• JOB A
Summarize the passage about writing Wire to Wire in two sentences.
• JOB B
In the passage about writing Wire to Wire, what does the word "isacoustic" mean?
• JOB C
Retype the part of the passage about writing Wire to Wire that opens with the words containing "That said, while" and closes with "upset the balance.".

• TEXT PASSAGE
━━━━━━━━━━━━━━━━━━━━━━━━━━━━━━
Watching images of his past on video monitors three years later, the unsolvable dichotomy is laid out for him again:
“Harp showed Slater all the secrets of the rails—which trains to ride, which cars to jump, and how a fast freight could blow the lines right off the calendar and change your sense of time. But it was Lane who told Michael Slater to start with yes.”
Long before I discovered the structure of Wire to Wire, I knew I wanted to write as powerfully as I could about freight trains: what it feels like to hop them, how they sound up close or inside a car, how big they are. During the freight scenes, I wanted the rhythm of the language to sound like trains.
Since I was going all out with freights, I decided I had to go full strength on Lane’s side as well, on the sexual attraction she holds for Slater. Early on, I had come across the word “isacoustic”—actually, I learned it from one of those word-a-day calendars—and because Slater is a video editor, I thought he might know the word. It means two sounds of equal intensity. In Wire to Wire, freights and sex are meant to be isacoustic.
That said, while the sex scenes to my eye are vivid and hopefully powerful, I don’t think they’re over the top. I admit to a brief period of retrenchment when I did a lot of word-searches and editing in order to make a PG-rated version of the manuscript. I honestly don’t know what I was thinking at the time. I probably still have that version around here somewhere —stop by the house and I’ll dig it out. (Actually, don’t. Joking again.) Anyway, the PG version didn’t work. It upset the balance.
━━━━━━━━━━━━━━━━━━━━━━━━━━━━━━
• DATA SECTION
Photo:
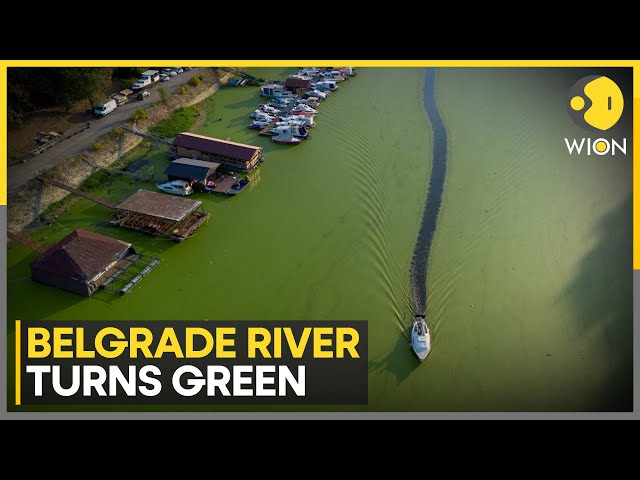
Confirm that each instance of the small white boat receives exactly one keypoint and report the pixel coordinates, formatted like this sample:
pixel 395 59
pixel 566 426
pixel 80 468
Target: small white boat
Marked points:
━━━━━━━━━━━━━━━━━━━━━━━━━━━━━━
• TASK SOLUTION A
The author wanted to write the freight-train scenes as powerfully as possible, with the rhythm of the language sounding like trains, and so went full strength on the sexual attraction Lane holds for Slater as well, since freights and sex are meant to be "isacoustic," or of equal intensity. A PG-rated version of the manuscript was briefly made through word-searches and editing, but it didn't work because it upset the balance.

• TASK SOLUTION B
It means two sounds of equal intensity.

• TASK SOLUTION C
That said, while the sex scenes to my eye are vivid and hopefully powerful, I don’t think they’re over the top. I admit to a brief period of retrenchment when I did a lot of word-searches and editing in order to make a PG-rated version of the manuscript. I honestly don’t know what I was thinking at the time. I probably still have that version around here somewhere —stop by the house and I’ll dig it out. (Actually, don’t. Joking again.) Anyway, the PG version didn’t work. It upset the balance.